### Direction
Write the material out again exactly as it stands.

### Dataset
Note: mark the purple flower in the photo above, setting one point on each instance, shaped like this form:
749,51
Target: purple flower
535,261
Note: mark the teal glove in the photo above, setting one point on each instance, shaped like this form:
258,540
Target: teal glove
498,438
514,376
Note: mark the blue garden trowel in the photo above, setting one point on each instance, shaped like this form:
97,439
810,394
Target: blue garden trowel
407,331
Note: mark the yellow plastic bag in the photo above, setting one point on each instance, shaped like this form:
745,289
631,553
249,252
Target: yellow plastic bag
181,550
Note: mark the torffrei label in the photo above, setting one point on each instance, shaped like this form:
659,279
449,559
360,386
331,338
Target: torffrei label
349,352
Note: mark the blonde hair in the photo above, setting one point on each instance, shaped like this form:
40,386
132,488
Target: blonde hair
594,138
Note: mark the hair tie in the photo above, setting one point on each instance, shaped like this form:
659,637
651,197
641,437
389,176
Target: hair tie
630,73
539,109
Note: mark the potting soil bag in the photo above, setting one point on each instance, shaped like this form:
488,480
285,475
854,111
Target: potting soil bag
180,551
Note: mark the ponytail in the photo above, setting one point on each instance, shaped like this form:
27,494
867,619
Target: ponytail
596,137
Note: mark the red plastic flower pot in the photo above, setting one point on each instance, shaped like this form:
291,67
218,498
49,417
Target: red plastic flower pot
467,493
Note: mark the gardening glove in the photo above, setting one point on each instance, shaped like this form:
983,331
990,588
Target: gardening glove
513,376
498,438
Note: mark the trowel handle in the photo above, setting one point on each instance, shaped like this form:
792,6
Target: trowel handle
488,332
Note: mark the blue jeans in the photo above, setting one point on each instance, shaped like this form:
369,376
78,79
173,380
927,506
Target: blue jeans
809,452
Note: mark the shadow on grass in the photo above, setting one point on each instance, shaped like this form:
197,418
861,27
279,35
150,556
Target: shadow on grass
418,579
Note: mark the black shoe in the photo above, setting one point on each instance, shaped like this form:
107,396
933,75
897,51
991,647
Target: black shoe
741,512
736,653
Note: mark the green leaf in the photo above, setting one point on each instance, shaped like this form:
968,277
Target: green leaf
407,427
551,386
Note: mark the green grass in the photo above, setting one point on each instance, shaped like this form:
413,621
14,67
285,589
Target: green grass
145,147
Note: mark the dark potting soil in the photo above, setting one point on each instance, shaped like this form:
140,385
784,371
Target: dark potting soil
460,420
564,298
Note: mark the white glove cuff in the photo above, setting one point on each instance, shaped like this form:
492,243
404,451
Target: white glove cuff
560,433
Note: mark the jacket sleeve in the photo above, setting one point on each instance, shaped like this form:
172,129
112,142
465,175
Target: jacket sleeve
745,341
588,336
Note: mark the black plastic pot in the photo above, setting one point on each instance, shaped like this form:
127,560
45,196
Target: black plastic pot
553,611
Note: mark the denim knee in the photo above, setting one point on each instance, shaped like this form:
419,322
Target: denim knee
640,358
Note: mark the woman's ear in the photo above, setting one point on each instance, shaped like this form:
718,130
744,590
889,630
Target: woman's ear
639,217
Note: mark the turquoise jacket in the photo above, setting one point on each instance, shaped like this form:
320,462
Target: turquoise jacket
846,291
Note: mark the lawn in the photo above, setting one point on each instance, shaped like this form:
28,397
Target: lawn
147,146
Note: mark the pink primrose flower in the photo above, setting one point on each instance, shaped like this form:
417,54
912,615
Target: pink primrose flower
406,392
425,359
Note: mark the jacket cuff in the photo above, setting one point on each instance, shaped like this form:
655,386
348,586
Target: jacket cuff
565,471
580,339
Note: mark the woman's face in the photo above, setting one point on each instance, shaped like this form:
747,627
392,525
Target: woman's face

### Correct output
Note: mark the purple flower in the photo above, setting one point on each instance, shaped like this form:
749,51
Target: purple flower
535,261
Note: mark the teal glove in the photo above, setting one point on each instance, shaped like this form:
258,540
Target: teal glove
498,438
514,376
Note: mark the blue garden trowel in the photo above, setting one point on each instance, shaped like this form:
97,439
810,394
Target: blue garden trowel
407,331
Note: mark the yellow plastic bag in the photo above, setting one point on each instance, shaped like this form:
745,289
631,553
249,252
Target: yellow plastic bag
181,550
Note: mark the torffrei label in the photo above, setting one point on each instance, shaped like this form:
659,279
449,559
360,386
331,338
Target: torffrei label
349,352
Note: mark the blonde hair in the photo above, setting one point on each instance, shaped like this form:
40,386
132,488
Target: blonde hair
594,138
Note: mark the hair tie in the photo above, setting one point on each instance, shaped like this form:
659,637
651,197
641,437
389,176
Target: hair tie
630,73
539,109
Note: mark the potting soil bag in the photo above, setting one point on each instance, shaped like this form:
488,480
285,475
854,111
Target: potting soil bag
180,551
Note: mark the ponytail in the photo above, setting one point on each instance, shaped like this form:
27,494
867,619
Target: ponytail
596,137
Note: mark the red plastic flower pot in the photo above, setting one point on each instance, shaped like this form:
291,67
218,498
49,417
Target: red plastic flower pot
467,493
Note: mark the gardening glove in the photo above, setting one point on each instance, shaped like this form:
983,331
990,588
Target: gardening glove
513,376
498,438
Note: mark the trowel handle in the photo above, setting one point on each instance, shaped like this form:
792,6
Target: trowel handle
488,332
Note: mark the blue jeans in the photo above, setting one point on each instance, shaped like this form:
369,376
78,79
173,380
927,506
Target: blue jeans
809,452
Note: mark the shadow on grass in the photo above, setting one point on each instance, shaped like this form:
197,418
861,27
279,35
150,556
Target: shadow on grass
418,579
Note: mark the black shoe in the photo above, setting one point on each instance, shaped like this form:
107,396
933,75
897,51
991,647
Target: black shoe
741,512
736,653
Note: mark the green leaf in the photo above, setting one point on each instance, shaped like this form:
968,277
Target: green leaf
407,427
551,386
Note: mark the green grass in the photo above, setting one point on each instance, shaped like this form:
413,621
14,67
285,589
Target: green grass
145,147
Note: mark the dark potting soil in the photo above, setting one point on each instance, shaped like this form:
140,385
784,371
Target: dark potting soil
460,420
564,298
Note: mark the white glove cuff in the photo above, setting one point on each instance, shaped like this form:
492,243
404,451
Target: white glove cuff
560,433
Note: mark the jacket sleeve in the photo above, setting one point on each instance, shaped like this form:
172,129
112,142
465,175
Target: jacket sleeve
745,341
588,336
Note: mark the black plastic pot in the photo above, setting one point on each instance, shaped like this form:
127,560
45,196
Target: black plastic pot
553,611
Note: mark the denim knee in the photo above, setting one point on each instance, shaped like this form:
419,322
Target: denim knee
640,358
Note: mark the woman's ear in the photo above, setting one point on each instance, shaped like this form:
718,130
744,590
889,630
Target: woman's ear
639,217
Note: mark the turquoise jacket in the photo above, setting one point on each instance, shaped like this form:
320,462
Target: turquoise jacket
846,291
Note: mark the lawn in the photo above, setting one point on each instance, shaped like this form:
28,397
Target: lawn
147,146
Note: mark the pink primrose flower in the photo above, setting one point on each instance, shaped like this form:
417,54
912,615
Target: pink primrose flower
406,392
425,359
Note: mark the jacket cuff in the photo above, setting one point on each instance, shaped like this form:
655,386
348,586
Target: jacket cuff
565,471
580,339
Note: mark the woman's face in the photo above, setting one point on each instance, shaped like this form:
747,627
392,525
Target: woman's face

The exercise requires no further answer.